* Problem requirements *
In the notes below on Müslüm Gürses songs, which chords are the most prominent in "Seni Yazdım"?

* Selected excerpt *
[Start of Attachment]

In the second plot a self similarity matrix of the timbre of Müslüm’s Nilüfer can be seen. Generally, to me it seems like the distances between timbre at different moments are not very large. This would suggest that this song in particular has some clear structure to it. In the future, an interesting idea could be to make chroma-based self similarity matrix too, to see if we could find clear structures in the song there too.
Continuing with iconic songs of Müslüm Gürses, this week I made a chordogram of his song ‘Seni Yazdım’. Just like Nilüfer, Seni Yazdım is one of Müslüm’s biggest hits. However, in contrast to Nilüfer, Seni Yazdım might be more a of a typical arabesk song. First I looked at the keys of the song, but then came to the conclusion that a chordogram gave me more valuable insights about how the song is structured.
In the graph, the magnitude of a chord is higher when it is more blue instead of yellow. Knowing this, it becomes clear that the most prominent chords in the song are 7th chords. Personally, I think that Seni Yazdım is a song that stands out in Müslüm’s discography. It has a unique sound, whilst still staying close to the Arabesk genre. This may be due to the 7th chords, which might add some color and richness to the harmonies, but could also be used to create tension if the chord is dominant. When I listen to the song, I get the feeling that the chords fulfill both of those purposes. That tension in particular is something that I feel right before the chorus. Despite all of this, the most important use of these chords is to convey the emotions that the artist feels. The lyrics convey that there is some person that the artist loved and does not see anymore. That also fits traditional Arabesk music very well. The chords are used to complement these lyrics and subjectively, I think it really works.

[End of Attachment]

* Dataset extract *

[Start of Attachment]

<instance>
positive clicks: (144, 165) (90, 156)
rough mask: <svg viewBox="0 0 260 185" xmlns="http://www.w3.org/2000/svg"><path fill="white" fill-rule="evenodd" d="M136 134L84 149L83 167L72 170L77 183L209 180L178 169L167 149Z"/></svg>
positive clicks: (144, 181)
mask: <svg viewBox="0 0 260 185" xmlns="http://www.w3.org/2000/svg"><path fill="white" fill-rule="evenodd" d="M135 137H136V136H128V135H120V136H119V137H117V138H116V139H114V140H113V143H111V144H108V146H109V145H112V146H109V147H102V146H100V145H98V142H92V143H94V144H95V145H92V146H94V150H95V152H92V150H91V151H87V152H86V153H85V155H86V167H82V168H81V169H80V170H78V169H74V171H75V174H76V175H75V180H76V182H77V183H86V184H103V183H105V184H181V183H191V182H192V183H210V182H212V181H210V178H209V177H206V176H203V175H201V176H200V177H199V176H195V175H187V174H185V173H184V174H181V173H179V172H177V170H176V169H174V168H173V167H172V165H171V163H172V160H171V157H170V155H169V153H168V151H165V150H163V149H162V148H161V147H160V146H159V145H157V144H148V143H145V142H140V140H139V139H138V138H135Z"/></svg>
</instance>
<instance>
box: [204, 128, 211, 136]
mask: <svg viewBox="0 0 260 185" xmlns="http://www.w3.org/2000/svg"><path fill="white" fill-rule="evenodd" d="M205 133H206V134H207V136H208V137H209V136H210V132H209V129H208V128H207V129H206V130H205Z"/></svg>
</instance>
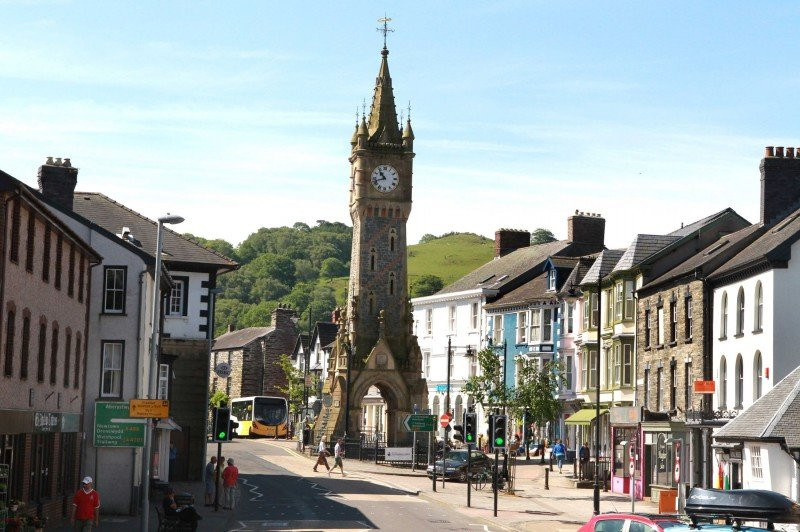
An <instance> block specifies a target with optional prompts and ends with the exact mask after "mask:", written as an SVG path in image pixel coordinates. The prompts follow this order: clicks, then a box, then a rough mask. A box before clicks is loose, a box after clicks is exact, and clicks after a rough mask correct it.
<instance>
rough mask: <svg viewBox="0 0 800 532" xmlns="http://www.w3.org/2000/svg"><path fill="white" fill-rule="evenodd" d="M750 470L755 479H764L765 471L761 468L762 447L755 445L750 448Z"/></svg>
mask: <svg viewBox="0 0 800 532" xmlns="http://www.w3.org/2000/svg"><path fill="white" fill-rule="evenodd" d="M750 470H751V472H752V474H753V478H754V479H759V480H761V479H762V478H764V471H763V470H762V468H761V447H760V446H759V445H753V446H752V447H751V448H750Z"/></svg>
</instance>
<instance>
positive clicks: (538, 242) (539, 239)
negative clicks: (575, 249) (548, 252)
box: [531, 227, 556, 245]
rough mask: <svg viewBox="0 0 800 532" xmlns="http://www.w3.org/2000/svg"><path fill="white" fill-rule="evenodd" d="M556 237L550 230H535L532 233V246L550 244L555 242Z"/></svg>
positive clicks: (537, 229)
mask: <svg viewBox="0 0 800 532" xmlns="http://www.w3.org/2000/svg"><path fill="white" fill-rule="evenodd" d="M555 241H556V237H555V235H553V232H552V231H551V230H549V229H544V228H543V227H540V228H538V229H534V231H533V233H531V245H536V244H547V243H548V242H555Z"/></svg>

[End of Attachment]

* Solution *
7th chords